• INSTRUCTIONS FOR THE TASK: How many of the lines below contain the word "green"? Case counts. Reply with the number alone.

• SUPPLIED DATA:
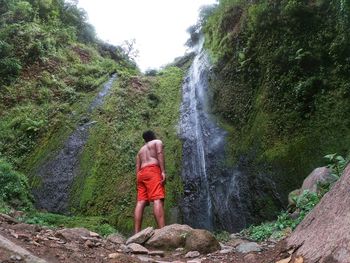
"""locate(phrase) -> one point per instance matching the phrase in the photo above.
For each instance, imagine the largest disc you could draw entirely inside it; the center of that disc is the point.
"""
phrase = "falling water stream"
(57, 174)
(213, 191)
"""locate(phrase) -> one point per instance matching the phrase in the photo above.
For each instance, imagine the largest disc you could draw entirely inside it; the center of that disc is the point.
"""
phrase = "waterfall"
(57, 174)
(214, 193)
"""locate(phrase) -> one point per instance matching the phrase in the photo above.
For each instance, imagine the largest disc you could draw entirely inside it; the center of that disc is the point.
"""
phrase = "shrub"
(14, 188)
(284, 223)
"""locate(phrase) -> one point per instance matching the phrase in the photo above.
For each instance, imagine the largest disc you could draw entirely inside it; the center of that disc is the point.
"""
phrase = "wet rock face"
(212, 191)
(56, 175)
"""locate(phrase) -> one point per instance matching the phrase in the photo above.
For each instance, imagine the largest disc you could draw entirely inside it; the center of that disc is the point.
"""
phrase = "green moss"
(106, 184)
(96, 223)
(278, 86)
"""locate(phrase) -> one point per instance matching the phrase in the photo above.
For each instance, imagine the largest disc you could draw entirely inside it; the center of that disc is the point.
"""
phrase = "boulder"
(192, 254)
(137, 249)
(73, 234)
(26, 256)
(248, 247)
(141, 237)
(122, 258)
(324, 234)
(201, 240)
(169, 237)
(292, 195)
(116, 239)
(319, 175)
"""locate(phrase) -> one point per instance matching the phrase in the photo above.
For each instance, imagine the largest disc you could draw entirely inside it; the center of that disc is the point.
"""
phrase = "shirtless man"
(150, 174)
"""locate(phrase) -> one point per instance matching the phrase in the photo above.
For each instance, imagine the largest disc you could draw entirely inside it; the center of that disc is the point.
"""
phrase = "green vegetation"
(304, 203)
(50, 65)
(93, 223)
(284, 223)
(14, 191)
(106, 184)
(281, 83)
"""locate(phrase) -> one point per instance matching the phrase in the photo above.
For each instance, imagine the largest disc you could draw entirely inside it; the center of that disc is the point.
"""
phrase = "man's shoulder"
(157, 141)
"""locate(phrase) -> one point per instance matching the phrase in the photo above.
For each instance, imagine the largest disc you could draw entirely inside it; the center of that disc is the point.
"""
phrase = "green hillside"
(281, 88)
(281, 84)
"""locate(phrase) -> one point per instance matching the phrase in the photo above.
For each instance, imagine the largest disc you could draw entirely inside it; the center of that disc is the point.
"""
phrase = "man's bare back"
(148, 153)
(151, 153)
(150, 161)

• EXERCISE OUTPUT: 3